- [Problem set]
a) Rewrite the section of the activity guide from "- What tools" up to and including "to form Rep-4s?", substituting "methodical" for "systematic".
b) Translate this sentence from the activity guide into French: "Allow students time to work through their strategy and find a solution to the problem."

The purpose of this activity is to engage students in applying transformations to create repeating tiling patterns.
This activity assumes the students have experience in the following areas:
- Applying transformations (translations, reflections, rotations) to create designs.
- Calculating the effect of enlargement by a scale factor on side length and area of the image.
- Recognising the properties of similar shapes.
The problem is sufficiently open ended to allow the students freedom of choice in their approach. It may be scaffolded with guidance that leads to a solution, and/or the students might be given the opportunity to solve the problem independently.
The example responses at the end of the resource give an indication of the kind of response to expect from students who approach the problem in particular ways.
The following prompts illustrate how this activity can be structured around the phases of the Mathematics Investigation Cycle.
Introduce the problem. Allow students time to read it and discuss in pairs or small groups.
- Do I understand the situation and the words? (Students may need support to understand the properties of a reptile shape, starting with Rep-4.)
- What properties of the Rep-4 image and the original tile are the same. (Students need to recognise that the invariant properties of shapes under enlargement apply. Those properties include equal angles, and effect on side length and area.)
- Does this look/sound like a problem I have worked on before? (Students may connect to other geometric puzzles such as tessellations.)
- Where else in my life/the world can I see this happen?
- What will my solution look like? (The solution will be a selection of shapes classified as reptiles and non-reptiles, with some indication of why reptiles work.)
Discuss ideas about how to solve the problem. Emphasise that, in the planning phase, you want students to say how they would solve the problem, not to actually solve it.
- What would be a good first move? (Students might elect to begin with simple shapes they know will work, such as triangles and squares.)
- If I have the original tile, how might I draw the outline of what the Rep-4 looks like?
- If I have the outline of the Rep-4, what strategies might I use to see if the original shape fits into it? (Making copies of the original shape that are movable might help.)
- What geometric transformations can I try on the original shape?
- What tools (digital or physical) could help my investigation? (Digital platforms such as Geogebra or PowerPoint can make manipulation of the original shapes easier.)
Allow students time to work through their strategy and find a solution to the problem.
- Have I worked in a systematic way, starting with simple original shapes, and progressing to more complicated shapes?
- Have I classified the shapes that are reptiles and those shapes that are not?
- Is there anything in common with reptile shapes?
- Is there anything the same about the transformations the fit the original shape into the Rep-4 shape?
- Do my solutions make sense and answer the question?
- Can I see and describe a generalisation about reptiles and how they fit together to form Rep-4s?
Convince yourself and others
Allow students time to check their answers and then either have them pair share with other groups or ask for volunteers to share their solution with the class.
- Have I considered a lot of different cases (shapes)?
- What is the solution? Does it describe the properties of reptiles?
- Does my solution describe the transformations that are used? Is there anything the same about the way the reptiles fit together?

Entries from a pointing dataset
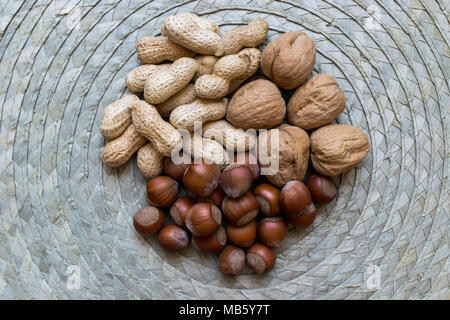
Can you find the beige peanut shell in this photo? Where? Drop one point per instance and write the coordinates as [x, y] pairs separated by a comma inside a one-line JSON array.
[[337, 148], [194, 33], [148, 122], [149, 161], [202, 110], [236, 67], [289, 59], [255, 57], [203, 148], [251, 35], [116, 117], [118, 151], [205, 65], [257, 105], [230, 137], [316, 103], [136, 78], [152, 50], [292, 153], [184, 96], [166, 83]]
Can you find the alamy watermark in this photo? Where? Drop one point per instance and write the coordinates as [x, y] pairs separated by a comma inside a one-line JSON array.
[[228, 146]]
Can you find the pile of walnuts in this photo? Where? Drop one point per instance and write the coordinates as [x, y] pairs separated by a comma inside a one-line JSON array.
[[187, 77]]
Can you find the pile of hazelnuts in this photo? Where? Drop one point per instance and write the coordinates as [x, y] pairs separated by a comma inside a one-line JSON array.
[[229, 193]]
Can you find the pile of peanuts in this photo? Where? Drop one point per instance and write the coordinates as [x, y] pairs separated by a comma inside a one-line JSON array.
[[205, 68]]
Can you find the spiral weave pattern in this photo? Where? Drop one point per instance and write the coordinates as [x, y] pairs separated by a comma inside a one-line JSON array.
[[62, 211]]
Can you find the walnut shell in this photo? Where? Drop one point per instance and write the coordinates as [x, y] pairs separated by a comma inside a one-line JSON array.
[[257, 105], [289, 59], [337, 148], [293, 153], [316, 103]]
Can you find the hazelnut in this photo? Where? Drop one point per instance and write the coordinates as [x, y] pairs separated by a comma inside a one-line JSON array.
[[201, 179], [216, 197], [231, 260], [203, 219], [211, 244], [302, 221], [241, 210], [162, 191], [179, 209], [236, 179], [322, 189], [295, 199], [261, 258], [148, 220], [268, 198], [272, 231], [173, 170], [243, 236], [173, 238], [250, 160]]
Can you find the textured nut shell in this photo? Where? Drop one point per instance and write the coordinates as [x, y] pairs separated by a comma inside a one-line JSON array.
[[165, 83], [149, 161], [184, 96], [293, 154], [251, 35], [255, 57], [256, 105], [337, 148], [136, 78], [217, 84], [231, 138], [203, 110], [210, 150], [205, 65], [194, 33], [316, 103], [289, 59], [157, 49], [116, 117], [149, 123], [117, 152]]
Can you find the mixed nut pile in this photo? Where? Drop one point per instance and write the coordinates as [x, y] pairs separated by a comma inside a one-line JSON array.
[[205, 69]]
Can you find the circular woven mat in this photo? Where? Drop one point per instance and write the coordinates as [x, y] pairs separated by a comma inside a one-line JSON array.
[[62, 211]]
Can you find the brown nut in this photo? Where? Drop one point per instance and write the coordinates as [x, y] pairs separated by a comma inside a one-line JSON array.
[[292, 153], [289, 59], [261, 258], [256, 105], [215, 198], [241, 210], [231, 260], [162, 191], [179, 209], [173, 170], [295, 199], [322, 189], [235, 180], [211, 244], [251, 161], [243, 236], [272, 231], [268, 198], [316, 103], [302, 221], [201, 179], [337, 148], [203, 219], [148, 220], [173, 238]]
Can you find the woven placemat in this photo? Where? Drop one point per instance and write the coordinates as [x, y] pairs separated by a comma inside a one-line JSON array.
[[65, 217]]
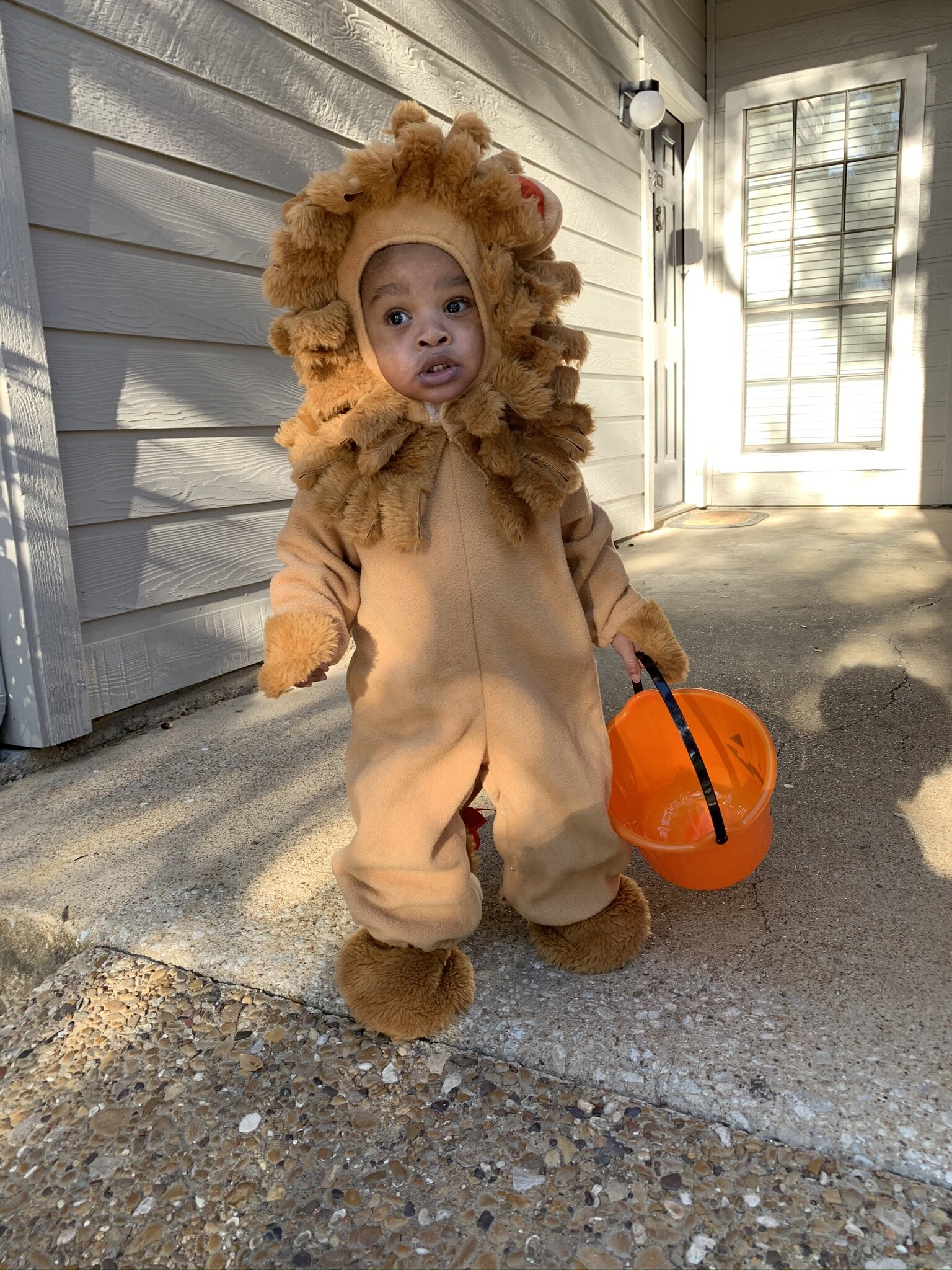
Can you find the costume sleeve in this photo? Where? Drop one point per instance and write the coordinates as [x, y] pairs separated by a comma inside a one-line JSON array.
[[314, 598], [611, 605]]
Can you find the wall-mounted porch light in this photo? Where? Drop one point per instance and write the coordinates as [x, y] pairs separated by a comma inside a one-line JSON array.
[[640, 104]]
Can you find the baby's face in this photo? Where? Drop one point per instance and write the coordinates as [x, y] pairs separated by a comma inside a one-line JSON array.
[[421, 322]]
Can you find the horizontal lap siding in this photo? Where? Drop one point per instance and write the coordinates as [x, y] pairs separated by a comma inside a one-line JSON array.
[[756, 40], [157, 144]]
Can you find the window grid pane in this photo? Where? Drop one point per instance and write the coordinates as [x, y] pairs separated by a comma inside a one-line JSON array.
[[819, 218]]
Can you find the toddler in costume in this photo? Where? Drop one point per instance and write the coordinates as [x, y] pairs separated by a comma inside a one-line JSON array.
[[441, 518]]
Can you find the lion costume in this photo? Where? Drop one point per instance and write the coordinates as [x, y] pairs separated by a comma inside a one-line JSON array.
[[460, 549]]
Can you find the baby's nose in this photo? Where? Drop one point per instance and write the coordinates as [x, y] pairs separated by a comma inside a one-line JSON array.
[[432, 338]]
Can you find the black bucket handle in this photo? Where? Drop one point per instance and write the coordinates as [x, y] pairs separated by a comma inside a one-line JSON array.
[[681, 723]]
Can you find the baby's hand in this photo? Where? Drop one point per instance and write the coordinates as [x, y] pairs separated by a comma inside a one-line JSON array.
[[316, 676], [628, 654]]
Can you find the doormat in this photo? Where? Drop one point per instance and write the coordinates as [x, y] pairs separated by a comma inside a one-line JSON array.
[[715, 520]]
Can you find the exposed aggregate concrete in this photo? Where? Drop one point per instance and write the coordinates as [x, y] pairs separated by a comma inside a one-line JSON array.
[[154, 1118]]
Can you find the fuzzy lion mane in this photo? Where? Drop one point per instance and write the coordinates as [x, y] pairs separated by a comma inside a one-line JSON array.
[[351, 441]]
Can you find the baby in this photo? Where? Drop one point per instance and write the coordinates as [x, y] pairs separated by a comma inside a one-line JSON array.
[[441, 520]]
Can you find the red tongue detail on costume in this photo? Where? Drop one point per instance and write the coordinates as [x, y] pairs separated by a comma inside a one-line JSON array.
[[474, 822], [530, 190]]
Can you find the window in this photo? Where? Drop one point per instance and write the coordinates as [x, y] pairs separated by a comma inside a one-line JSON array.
[[819, 225]]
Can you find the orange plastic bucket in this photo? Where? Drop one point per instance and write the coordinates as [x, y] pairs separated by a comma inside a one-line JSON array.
[[656, 801]]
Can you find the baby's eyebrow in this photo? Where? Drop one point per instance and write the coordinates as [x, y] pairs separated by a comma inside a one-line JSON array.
[[389, 288]]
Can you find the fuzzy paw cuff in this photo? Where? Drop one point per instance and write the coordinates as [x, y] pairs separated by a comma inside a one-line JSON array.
[[651, 631], [295, 643]]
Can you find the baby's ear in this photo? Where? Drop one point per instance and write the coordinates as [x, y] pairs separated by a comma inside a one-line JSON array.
[[549, 208]]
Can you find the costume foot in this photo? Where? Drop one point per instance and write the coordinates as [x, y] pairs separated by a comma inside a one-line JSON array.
[[601, 943], [404, 992]]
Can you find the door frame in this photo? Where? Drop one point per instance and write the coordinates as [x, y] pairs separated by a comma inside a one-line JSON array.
[[41, 646], [692, 111]]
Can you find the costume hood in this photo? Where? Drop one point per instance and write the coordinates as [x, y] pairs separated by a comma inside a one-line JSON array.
[[368, 454]]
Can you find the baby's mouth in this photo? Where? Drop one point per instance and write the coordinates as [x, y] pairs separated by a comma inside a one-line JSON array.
[[439, 373]]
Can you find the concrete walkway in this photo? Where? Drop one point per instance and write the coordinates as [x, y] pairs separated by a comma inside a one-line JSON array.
[[811, 1003]]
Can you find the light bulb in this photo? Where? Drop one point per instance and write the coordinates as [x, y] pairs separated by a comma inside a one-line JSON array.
[[648, 110]]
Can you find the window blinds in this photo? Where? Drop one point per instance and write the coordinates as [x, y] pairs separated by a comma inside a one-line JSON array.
[[819, 231]]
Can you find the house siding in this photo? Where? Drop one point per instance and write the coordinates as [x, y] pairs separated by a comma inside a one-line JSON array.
[[157, 143], [753, 41]]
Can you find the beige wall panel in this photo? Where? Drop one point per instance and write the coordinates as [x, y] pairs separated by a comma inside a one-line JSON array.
[[161, 141], [182, 644], [94, 285], [118, 381], [612, 398], [117, 477], [63, 74], [140, 564], [87, 186]]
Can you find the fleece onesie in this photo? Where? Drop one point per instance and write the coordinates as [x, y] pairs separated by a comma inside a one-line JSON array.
[[459, 548]]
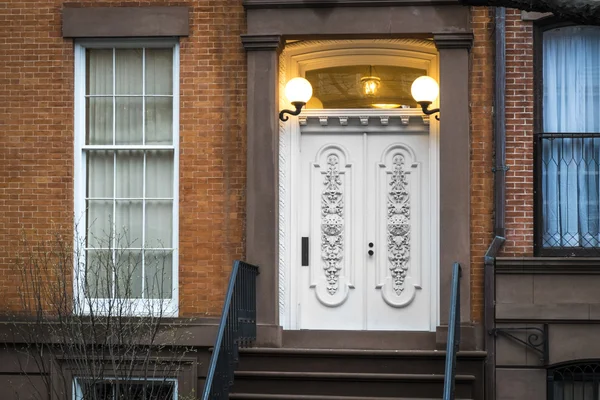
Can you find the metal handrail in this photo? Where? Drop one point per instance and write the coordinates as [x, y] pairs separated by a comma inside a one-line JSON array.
[[236, 329], [453, 335]]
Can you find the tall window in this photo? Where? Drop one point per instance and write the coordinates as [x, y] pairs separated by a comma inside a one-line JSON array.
[[126, 158], [568, 142]]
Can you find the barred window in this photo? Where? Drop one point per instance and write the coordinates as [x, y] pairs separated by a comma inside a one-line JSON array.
[[579, 381], [116, 389], [568, 142]]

- [Task answers]
a)
- What tools (digital or physical) could help my investigation? (Digital platforms such as Geogebra or PowerPoint can make manipulation of the original shapes easier.)
Allow students time to work through their strategy and find a solution to the problem.
- Have I worked in a methodical way, starting with simple original shapes, and progressing to more complicated shapes?
- Have I classified the shapes that are reptiles and those shapes that are not?
- Is there anything in common with reptile shapes?
- Is there anything the same about the transformations the fit the original shape into the Rep-4 shape?
- Do my solutions make sense and answer the question?
- Can I see and describe a generalisation about reptiles and how they fit together to form Rep-4s?

b) Laissez aux élèves le temps de mettre en œuvre leur stratégie et de trouver une solution au problème.